ENTRIES PROVIDED »
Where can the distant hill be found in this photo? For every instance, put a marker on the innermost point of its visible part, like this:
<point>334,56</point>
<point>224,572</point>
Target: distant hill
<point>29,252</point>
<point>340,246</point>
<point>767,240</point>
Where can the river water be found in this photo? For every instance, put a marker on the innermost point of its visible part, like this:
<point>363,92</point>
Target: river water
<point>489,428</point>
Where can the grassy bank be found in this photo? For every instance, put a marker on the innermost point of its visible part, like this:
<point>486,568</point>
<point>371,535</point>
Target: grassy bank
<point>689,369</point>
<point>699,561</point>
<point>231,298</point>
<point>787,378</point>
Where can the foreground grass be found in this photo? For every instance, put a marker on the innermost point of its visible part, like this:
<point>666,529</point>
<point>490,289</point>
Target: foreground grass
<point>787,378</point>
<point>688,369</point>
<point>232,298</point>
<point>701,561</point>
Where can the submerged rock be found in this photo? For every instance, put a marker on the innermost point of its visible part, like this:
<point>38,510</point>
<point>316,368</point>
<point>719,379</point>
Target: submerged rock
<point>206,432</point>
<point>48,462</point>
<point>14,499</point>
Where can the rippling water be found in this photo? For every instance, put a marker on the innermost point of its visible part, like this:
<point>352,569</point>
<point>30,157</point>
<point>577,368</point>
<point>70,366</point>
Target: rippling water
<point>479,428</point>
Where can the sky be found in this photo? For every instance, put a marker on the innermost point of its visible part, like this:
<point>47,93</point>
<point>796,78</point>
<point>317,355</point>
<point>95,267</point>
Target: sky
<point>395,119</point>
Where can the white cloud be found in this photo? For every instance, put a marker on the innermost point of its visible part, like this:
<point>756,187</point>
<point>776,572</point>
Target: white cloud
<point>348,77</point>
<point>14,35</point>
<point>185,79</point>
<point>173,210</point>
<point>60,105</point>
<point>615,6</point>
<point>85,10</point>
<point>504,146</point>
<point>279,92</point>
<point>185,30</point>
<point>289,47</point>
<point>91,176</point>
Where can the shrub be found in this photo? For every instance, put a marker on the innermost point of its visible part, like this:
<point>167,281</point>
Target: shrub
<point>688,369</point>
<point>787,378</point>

EXERCISE INSTRUCTIONS » Please put the material into a Markdown table with the columns "Row" and "Line", numbering each line and leaving out blank lines. Begin at the line that has "Where can the shrub" and stop after the last line of the material.

THE RESPONSE »
| Row | Line |
|---|---|
| 1 | Where can the shrub be found in this photo? For every instance, put a marker on the innermost point of its visible part, like this: |
| 2 | <point>167,281</point> |
| 3 | Target: shrub |
| 4 | <point>688,369</point> |
| 5 | <point>787,378</point> |